■ PROMPT
The entries that follow should be written out exactly.
_____
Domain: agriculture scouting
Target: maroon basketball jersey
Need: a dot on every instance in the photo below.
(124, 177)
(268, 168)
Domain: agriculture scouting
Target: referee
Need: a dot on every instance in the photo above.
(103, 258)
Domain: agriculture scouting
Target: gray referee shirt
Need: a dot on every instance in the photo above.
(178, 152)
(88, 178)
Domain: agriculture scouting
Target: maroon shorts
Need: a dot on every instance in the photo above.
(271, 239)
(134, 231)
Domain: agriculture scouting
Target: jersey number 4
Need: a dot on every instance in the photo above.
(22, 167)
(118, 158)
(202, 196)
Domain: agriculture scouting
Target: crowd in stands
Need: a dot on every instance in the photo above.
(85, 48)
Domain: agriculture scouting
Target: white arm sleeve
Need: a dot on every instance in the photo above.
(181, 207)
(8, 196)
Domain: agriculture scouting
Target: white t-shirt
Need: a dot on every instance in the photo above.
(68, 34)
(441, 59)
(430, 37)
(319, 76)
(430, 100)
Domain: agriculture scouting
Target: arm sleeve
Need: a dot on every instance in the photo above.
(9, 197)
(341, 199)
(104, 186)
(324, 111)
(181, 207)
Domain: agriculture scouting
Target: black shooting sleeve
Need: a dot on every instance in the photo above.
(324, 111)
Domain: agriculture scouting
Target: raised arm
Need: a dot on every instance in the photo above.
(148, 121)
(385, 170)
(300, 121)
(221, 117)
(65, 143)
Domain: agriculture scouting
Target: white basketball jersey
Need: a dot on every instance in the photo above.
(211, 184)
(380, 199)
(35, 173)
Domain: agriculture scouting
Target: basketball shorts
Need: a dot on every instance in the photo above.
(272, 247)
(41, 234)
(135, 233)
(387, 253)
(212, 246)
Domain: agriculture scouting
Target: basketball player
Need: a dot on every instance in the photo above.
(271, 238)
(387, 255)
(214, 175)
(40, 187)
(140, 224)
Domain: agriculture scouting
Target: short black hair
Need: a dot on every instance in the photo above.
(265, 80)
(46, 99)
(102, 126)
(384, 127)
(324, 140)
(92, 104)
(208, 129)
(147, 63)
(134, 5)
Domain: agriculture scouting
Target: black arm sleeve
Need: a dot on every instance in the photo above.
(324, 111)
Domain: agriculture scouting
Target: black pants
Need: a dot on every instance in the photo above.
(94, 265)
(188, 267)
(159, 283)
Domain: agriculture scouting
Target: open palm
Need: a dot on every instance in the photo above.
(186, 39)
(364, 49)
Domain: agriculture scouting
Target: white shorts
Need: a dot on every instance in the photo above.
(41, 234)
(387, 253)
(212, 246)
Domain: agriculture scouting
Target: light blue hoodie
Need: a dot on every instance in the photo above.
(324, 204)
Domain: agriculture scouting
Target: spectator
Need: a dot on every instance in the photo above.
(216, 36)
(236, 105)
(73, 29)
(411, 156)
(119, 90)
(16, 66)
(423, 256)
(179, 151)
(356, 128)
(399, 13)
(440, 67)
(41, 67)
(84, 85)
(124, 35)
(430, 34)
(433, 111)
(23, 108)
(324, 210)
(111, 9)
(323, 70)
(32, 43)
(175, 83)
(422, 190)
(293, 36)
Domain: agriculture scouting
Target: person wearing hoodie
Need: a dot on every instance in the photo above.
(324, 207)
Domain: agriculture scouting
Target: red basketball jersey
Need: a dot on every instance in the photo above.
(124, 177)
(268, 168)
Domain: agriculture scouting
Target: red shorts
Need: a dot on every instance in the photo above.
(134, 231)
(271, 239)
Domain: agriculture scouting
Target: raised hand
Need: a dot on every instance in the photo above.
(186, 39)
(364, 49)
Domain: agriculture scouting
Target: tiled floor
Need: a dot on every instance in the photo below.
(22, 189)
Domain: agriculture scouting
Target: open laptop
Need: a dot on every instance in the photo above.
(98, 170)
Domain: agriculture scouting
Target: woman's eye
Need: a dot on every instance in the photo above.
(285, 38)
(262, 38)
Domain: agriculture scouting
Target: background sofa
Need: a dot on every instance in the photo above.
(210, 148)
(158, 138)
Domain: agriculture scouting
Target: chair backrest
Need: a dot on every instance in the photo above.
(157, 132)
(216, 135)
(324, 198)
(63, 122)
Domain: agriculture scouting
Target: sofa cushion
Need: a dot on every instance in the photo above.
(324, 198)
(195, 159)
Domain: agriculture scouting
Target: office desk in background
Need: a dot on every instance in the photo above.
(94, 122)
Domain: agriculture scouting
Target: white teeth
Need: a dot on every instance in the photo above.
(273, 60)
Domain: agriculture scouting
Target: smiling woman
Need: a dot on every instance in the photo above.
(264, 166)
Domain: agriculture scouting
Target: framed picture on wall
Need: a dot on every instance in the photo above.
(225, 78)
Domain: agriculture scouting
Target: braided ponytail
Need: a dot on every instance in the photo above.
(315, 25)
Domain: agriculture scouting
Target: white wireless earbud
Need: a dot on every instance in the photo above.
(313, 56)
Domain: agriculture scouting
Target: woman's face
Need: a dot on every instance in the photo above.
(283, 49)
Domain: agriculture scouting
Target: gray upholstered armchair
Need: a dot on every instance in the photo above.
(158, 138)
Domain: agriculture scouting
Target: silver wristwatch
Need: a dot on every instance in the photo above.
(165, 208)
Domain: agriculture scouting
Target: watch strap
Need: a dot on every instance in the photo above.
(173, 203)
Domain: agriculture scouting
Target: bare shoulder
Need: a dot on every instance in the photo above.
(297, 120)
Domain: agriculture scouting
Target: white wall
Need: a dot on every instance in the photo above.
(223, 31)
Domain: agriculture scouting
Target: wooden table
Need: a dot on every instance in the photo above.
_____
■ EXERCISE OUTPUT
Domain: agriculture scouting
Target: maroon basketball jersey
Need: a dot on every instance in the photo below.
(124, 177)
(268, 168)
Domain: agriculture scouting
Target: referee
Need: a dot on every instance in the photo above.
(103, 258)
Domain: agriculture scouting
Target: gray referee shirt
Need: a dot on every instance in the photo above.
(178, 152)
(88, 178)
Domain: agriculture scouting
Target: maroon shorts
Need: a dot on every instance in the photo above.
(271, 239)
(134, 231)
Domain: agriculture scouting
Target: jersey number 4
Need: a dot on every instance in the photo above.
(22, 167)
(118, 158)
(202, 196)
Domain: agriculture scouting
Target: crowd in stands
Need: a dot on every instance in the photo above.
(85, 48)
Domain: agriculture scouting
Target: white arm sleeve
Need: a dot on every instance in the photo above.
(181, 207)
(8, 196)
Domain: agriculture scouting
Target: white t-shirt
Need: a dot on every instance in the photo above.
(68, 34)
(441, 59)
(430, 37)
(319, 76)
(430, 100)
Domain: agriculture scouting
Target: arm sleeve
Need: a dot on every instance in the photo above.
(9, 197)
(341, 199)
(104, 186)
(324, 111)
(181, 207)
Domain: agriculture scouting
Target: black shooting sleeve
Need: a dot on every instance in the photo above.
(324, 111)
Domain: agriculture scouting
Target: raised arm
Need: a dot on every instance in the photo above.
(148, 121)
(385, 170)
(300, 121)
(221, 117)
(65, 143)
Domain: agriculture scouting
Target: white basketball jersey
Need: a dot on every instance in the photo above.
(211, 184)
(380, 199)
(35, 173)
Domain: agriculture scouting
Target: basketball shorts
Need: a dot on every instance in the photo above.
(272, 247)
(41, 234)
(135, 233)
(387, 253)
(212, 246)
Domain: agriculture scouting
Target: basketball player
Need: a dot on every instance in the photo above.
(271, 238)
(387, 255)
(214, 175)
(40, 187)
(140, 224)
Domain: agriculture scouting
Target: short black hair
Need: a dot on every instance in the photo above.
(265, 80)
(46, 99)
(102, 126)
(384, 127)
(324, 140)
(92, 104)
(208, 129)
(147, 63)
(134, 5)
Domain: agriculture scouting
Target: black arm sleeve
Need: a dot on every instance in the photo above.
(324, 111)
Domain: agriculture scouting
Target: black pants
Need: a dot on every instance in the photo above.
(94, 265)
(188, 267)
(159, 283)
Domain: agriculture scouting
Target: open palm
Need: a dot on every instance in the photo above.
(186, 39)
(364, 49)
Domain: agriculture scouting
Target: white shorts
Need: a dot on every instance in the photo above.
(41, 234)
(387, 253)
(212, 246)
Domain: agriculture scouting
Target: light blue hoodie
Need: a dot on every instance in the photo above.
(324, 204)
Domain: agriculture scouting
Target: spectator
Need: a dot on every instance in the photo above.
(216, 36)
(236, 105)
(73, 29)
(411, 156)
(119, 90)
(16, 66)
(423, 256)
(179, 151)
(356, 128)
(399, 13)
(440, 67)
(41, 67)
(84, 85)
(124, 35)
(430, 34)
(433, 111)
(23, 108)
(324, 210)
(111, 9)
(323, 70)
(32, 43)
(175, 83)
(422, 190)
(293, 36)
Domain: agriculture scouting
Target: person wearing hoodie
Need: a dot on every instance in the photo above.
(324, 207)
Domain: agriculture scouting
Target: red basketball jersey
Need: a dot on every instance in the photo above.
(124, 177)
(268, 168)
Domain: agriculture scouting
Target: red shorts
Need: a dot on every instance in the photo above.
(134, 231)
(271, 239)
Domain: agriculture scouting
Target: raised hand
Need: a dot on every instance in the photo above.
(186, 39)
(364, 49)
Domain: agriculture scouting
Target: tiled floor
Need: a dot on every instance in the photo below.
(22, 189)
Domain: agriculture scouting
Target: open laptop
Need: a dot on every instance in the photo above.
(98, 170)
Domain: agriculture scouting
Target: woman's eye
Need: a dot on every instance in the photo above.
(285, 38)
(262, 38)
Domain: agriculture scouting
Target: background sofa
Need: a dot on every instance in the photo above.
(210, 148)
(158, 138)
Domain: agriculture scouting
Target: chair backrest
Need: a dot on every instance in the photo above.
(157, 132)
(216, 135)
(324, 198)
(63, 122)
Domain: agriculture scouting
Target: sofa cushion
Need: a dot on every instance in the photo above.
(324, 198)
(195, 159)
Domain: agriculture scouting
Target: office desk in background
Need: a dot on every instance in the photo above.
(94, 122)
Domain: agriculture scouting
Target: white teeth
Need: a dot on every instance in the photo above.
(273, 60)
Domain: agriculture scouting
Target: smiling woman
Need: a dot on every instance in the photo above.
(264, 166)
Domain: agriculture scouting
Target: framed picture on wall
Need: a dot on every instance in the photo above.
(225, 78)
Domain: agriculture scouting
Target: braided ponytail
Need: a dot on every instance in the photo above.
(315, 25)
Domain: agriculture scouting
Target: white wireless earbud
Need: a dot on every instance in the photo above.
(313, 56)
Domain: agriculture scouting
Target: woman's face
Need: a dot on every instance in the photo above.
(283, 49)
Domain: agriculture scouting
Target: gray upholstered armchair
Need: a dot on every instance in the photo above.
(158, 138)
Domain: agriculture scouting
Target: silver wristwatch
Need: a dot on every instance in the photo above.
(165, 208)
Domain: agriculture scouting
Target: watch strap
Need: a dot on every instance in the photo above.
(173, 203)
Domain: agriculture scouting
Target: bare shoulder
Need: a dot on every instance in the photo above.
(297, 120)
Domain: agriculture scouting
Target: white wall
Need: a dot on every instance in the photo above.
(223, 31)
Domain: agriculture scouting
Target: wooden table
Need: a dot on every instance in the photo above.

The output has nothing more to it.